= WRITTEN EXERCISE 1 =
Please check whether each statement below agrees with the lesson plan on Night, answering yes or no and quoting the words from the lesson plan that decide it. (a) During Independent Instruction, each group gets an index card with a scenario on it. (b) The Day 1 warm up gives students ten minutes to write. (c) The exit ticket asks students to name three emotions.
= WRITTEN EXERCISE 2 =
Proceed with the lesson plan on Night, picking up right after its last sentence.

··· PASSAGE PROVIDED

3 different color thick markers

Masking tape

Dictionary

Notebook/pen—students

Night by Elie Wiesel

Index cards with simple role-plays containing violation of rights in history.

(Rosa Parks, Little Rock Nine, etc)

Objective:  Students will be able to identify and describe the characteristics of a witness or bystander in order to apply group agreed findings to characters/people who have impacted society and history with their actions or inactions.

Warm up: In five to seven sentences, describe a time you witnessed someone’s rights being violated. How did it make you feel? You have 5 minutes.

“Turn to your left and explain to that person, what you witnessed and how it made you feel. Each of you will have 2 minutes. “ At the end of the time, 9-10 minutes, ask for 2-3 students share how they felt about the situation. Teachers will scatter/jot down on newsprint student ideas.  Paper then posted to front board for future reference.

Direct Instruction:  Define witness. How has history changed because of what other’s saw? Post student ideas on newsprint. Why/why not did people speak up?

Independent Instruction: Break students into groups of 4-5 and give each group an index card with a scenario on it. Each group will decide who plays roles and others are bystanders in scene. Allow 10 minutes practice time. Each group will present skit to class.

Independent Practice: Find 3 places in the book Night where witnesses or bystanders were affected by the horrible situation they witnessed.

Exit Ticket:  Think back to your role in the skit, how did you feel experiencing the hardship or watching the hardship? Name 2 emotions you can identify for a person in that same situation in reality. Could it be you or someone you know? Explain in 5 sentences.

HW: Watch the news or read the paper, reflect, in writing, about a situation in which a violation was committed and people reacted in a way you thought was not adequate. How would you have solved the situation?

Day 2:

Materials needed:

Newsprint

Thick markers

Notebook/pen—students

Night by Elie Wiesel

Markers/colored pencils

Copy paper for drawing

Objective: Students will be to evaluate descriptive passages of text in order to visualize and synthesize the impact of surroundings impacting human emotions and motivation.

Warm up:  Describe a time you were disillusioned at a situation that you witnessed. Disillusion means disappointed or dissatisfied. Each response will be 5-7 sentences.

Direct Instruction: Ask students to turn in the book to Wiesel’s witnessing of hanging in the concentration camp passage of the “pipel”, a child with a refined and beautiful face” (Wiesel, 60). Teacher reads passage slowly and deliberately.  “For more than a half an hour he stayed there, struggling between life and death, dying a slow agony under our eyes.” (Wiesel, 62)

······
··· DATA SHOWN

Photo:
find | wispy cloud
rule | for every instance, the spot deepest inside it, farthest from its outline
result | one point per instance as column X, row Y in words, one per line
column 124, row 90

······

= OUTPUT 1 =
(a) Yes: "give each group an index card with a scenario on it."
(b) No: "You have 5 minutes."
(c) No: "Name 2 emotions you can identify for a person in that same situation in reality."

= OUTPUT 2 =
Independent Instruction:  In groups no larger than 3, take turns to read next chapter aloud. Note points of bearing witness to the pain that happens in the concentration camps.

Independent Practice: Allow students to represent the image of the hangings from their minds. Students may use paper and pencil to sketch/draw the image or they might write a letter to the “pipel” family who were not captured and sent to a concentration camp explaining their emotion and feelings for the angel-faced boy.

Exit Ticket: Was there enough evidence to hang the 2 adults and child in full courtyard view? Explain your thoughts in 3-5 sentences.

HW:  What gut wrenching movies have you seen that send a message that has stayed in your mind to this day? What was the movie and what was the message? Do you believe the message will ever leave you?

Day 3:

Materials needed:

Newsprint

3 different color thick markers

Masking tape

Dictionary

Notebook/pen—students

Night by Elie Wiesel

Promethean Board

Laptop with Internet access

Objective: Students will be able to compare and contrast knowledge of religious duty/clergy in order to evaluate the motivation of Father S. and other bystanders in the novel.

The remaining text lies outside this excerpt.